◆ **Exercise directions**
How many lines in the listing below contain the word "each"? Reply with the number only.

◆ **Data extract**
* * * * * * *

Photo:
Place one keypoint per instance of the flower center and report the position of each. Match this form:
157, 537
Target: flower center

* * * * * * *

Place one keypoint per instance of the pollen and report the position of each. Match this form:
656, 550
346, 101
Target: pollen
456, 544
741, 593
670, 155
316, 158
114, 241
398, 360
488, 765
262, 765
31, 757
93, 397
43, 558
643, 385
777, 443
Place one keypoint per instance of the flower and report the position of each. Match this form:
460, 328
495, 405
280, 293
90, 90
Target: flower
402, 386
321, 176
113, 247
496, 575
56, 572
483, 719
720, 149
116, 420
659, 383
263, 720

* * * * * * *

◆ **Output**
3